#### REQUIRED TASK
Pick out and copy every line in the material below that contains the word "tarpaulin". Case counts.

#### DATASET ENTRIES
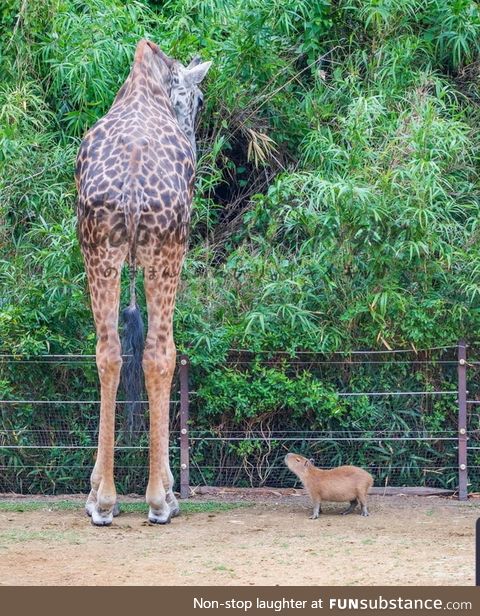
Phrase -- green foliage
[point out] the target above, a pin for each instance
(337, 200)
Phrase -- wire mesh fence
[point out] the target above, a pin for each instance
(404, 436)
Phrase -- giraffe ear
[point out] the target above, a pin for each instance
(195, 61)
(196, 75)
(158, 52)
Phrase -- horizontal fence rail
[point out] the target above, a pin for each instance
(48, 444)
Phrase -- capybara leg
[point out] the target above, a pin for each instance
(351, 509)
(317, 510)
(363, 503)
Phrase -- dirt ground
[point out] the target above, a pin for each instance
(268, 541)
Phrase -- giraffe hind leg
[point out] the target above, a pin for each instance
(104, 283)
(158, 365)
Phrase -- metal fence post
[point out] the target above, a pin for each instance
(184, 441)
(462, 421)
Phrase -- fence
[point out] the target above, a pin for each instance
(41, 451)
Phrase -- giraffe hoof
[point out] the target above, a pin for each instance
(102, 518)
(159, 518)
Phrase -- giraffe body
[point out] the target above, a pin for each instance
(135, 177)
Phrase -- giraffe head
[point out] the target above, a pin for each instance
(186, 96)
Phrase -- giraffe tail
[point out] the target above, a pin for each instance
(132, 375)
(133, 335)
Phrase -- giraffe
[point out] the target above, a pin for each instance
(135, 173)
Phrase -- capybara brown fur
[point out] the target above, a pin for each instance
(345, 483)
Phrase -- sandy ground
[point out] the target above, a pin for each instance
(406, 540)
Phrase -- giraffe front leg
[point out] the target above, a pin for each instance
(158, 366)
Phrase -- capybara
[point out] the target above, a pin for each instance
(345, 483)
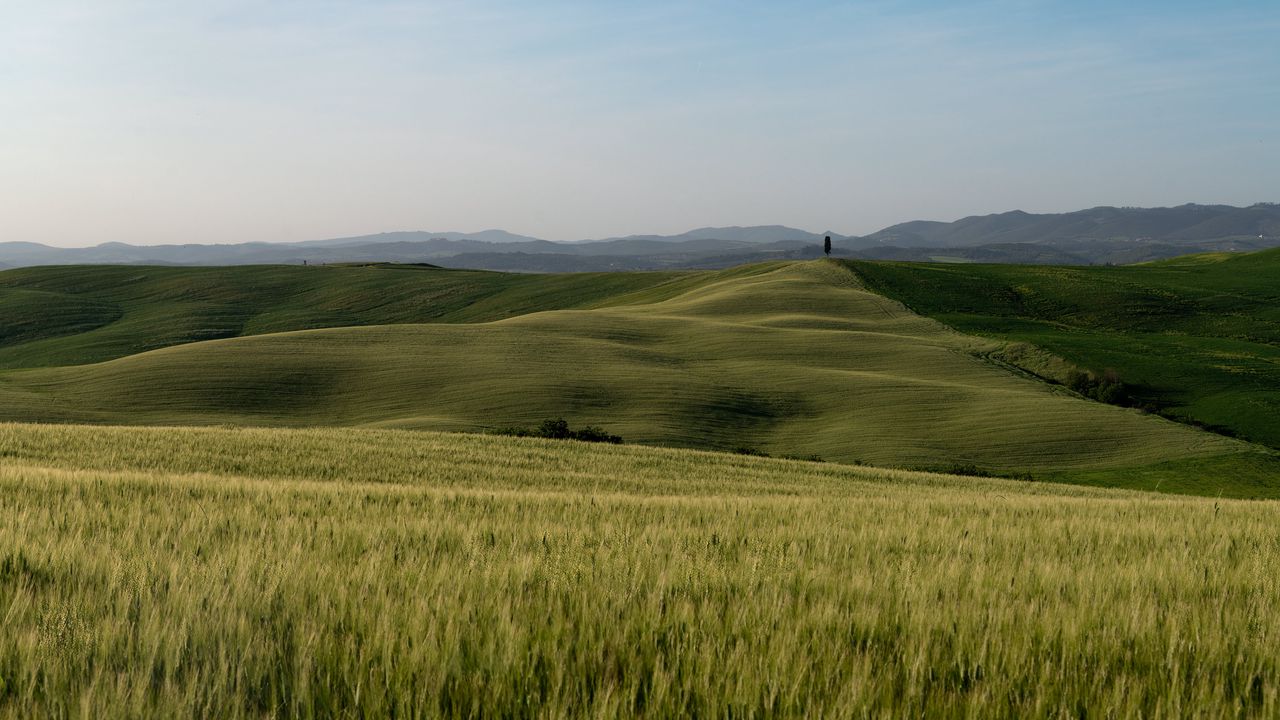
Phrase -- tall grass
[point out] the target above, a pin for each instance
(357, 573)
--
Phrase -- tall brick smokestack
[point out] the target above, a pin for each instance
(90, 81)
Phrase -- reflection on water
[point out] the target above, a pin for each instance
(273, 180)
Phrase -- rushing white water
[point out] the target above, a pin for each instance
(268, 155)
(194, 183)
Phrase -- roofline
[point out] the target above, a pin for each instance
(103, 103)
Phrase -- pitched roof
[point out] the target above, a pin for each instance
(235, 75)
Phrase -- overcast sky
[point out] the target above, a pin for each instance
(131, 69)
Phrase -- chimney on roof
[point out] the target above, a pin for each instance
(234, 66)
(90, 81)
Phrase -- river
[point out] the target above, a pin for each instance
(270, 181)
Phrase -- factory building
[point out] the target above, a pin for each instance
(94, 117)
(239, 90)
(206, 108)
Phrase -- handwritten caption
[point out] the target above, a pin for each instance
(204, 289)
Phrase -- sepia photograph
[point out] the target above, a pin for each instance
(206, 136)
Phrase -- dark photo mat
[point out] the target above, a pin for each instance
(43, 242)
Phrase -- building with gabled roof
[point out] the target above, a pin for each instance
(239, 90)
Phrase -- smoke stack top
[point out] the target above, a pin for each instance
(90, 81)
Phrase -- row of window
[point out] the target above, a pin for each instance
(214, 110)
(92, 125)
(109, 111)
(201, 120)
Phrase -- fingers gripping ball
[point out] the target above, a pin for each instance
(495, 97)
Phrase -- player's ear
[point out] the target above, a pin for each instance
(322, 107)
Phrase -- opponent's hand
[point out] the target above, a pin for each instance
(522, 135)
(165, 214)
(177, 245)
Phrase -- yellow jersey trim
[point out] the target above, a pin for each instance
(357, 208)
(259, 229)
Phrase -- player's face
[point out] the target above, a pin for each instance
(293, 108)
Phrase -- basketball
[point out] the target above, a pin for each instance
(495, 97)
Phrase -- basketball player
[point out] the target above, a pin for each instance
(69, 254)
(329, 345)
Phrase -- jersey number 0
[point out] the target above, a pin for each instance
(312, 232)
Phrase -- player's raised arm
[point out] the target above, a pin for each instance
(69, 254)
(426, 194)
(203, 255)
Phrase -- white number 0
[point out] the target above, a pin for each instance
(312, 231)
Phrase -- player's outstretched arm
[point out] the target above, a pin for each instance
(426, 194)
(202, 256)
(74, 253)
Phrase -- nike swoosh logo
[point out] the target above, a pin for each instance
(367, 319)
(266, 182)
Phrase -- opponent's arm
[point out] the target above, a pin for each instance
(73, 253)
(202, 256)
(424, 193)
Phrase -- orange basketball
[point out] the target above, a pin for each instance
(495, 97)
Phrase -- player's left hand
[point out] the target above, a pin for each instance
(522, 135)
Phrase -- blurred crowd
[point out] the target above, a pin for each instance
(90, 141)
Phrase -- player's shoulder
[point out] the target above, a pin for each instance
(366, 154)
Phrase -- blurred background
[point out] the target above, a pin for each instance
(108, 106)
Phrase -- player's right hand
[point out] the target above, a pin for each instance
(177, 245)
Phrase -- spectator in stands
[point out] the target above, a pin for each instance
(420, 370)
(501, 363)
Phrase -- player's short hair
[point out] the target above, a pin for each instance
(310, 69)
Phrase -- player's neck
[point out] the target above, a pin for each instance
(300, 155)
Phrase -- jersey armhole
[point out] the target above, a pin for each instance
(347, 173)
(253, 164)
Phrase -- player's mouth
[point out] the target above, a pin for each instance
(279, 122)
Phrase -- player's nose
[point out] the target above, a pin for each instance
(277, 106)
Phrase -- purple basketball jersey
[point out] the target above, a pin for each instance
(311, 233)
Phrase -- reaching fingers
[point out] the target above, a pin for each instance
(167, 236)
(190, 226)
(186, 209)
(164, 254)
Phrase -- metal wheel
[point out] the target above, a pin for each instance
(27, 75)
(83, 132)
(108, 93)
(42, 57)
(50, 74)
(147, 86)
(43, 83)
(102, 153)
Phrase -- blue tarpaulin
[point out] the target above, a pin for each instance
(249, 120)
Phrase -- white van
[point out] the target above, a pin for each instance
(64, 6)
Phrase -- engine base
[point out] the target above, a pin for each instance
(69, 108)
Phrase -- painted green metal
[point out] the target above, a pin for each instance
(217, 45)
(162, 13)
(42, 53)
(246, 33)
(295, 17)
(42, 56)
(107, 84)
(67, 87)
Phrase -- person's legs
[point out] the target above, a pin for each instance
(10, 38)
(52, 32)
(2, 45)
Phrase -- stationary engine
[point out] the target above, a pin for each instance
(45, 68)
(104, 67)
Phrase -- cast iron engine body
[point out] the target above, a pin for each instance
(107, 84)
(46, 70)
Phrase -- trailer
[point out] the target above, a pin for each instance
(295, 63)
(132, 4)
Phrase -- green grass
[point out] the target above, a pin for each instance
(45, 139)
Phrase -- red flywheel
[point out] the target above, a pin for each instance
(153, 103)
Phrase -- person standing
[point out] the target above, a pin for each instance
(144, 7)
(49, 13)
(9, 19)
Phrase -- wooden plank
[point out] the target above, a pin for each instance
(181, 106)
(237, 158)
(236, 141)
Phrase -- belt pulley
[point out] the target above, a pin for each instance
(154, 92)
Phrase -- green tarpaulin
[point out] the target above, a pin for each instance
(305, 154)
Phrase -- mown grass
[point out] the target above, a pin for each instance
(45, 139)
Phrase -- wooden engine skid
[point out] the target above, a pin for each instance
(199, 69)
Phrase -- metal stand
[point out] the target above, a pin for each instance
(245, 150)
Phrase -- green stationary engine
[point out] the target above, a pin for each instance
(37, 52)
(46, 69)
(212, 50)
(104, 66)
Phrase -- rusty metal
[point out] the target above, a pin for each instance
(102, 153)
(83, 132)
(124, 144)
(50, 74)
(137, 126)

#### TASK ANSWER
Phrase -- blue tarpaulin
Phrase -- green tarpaulin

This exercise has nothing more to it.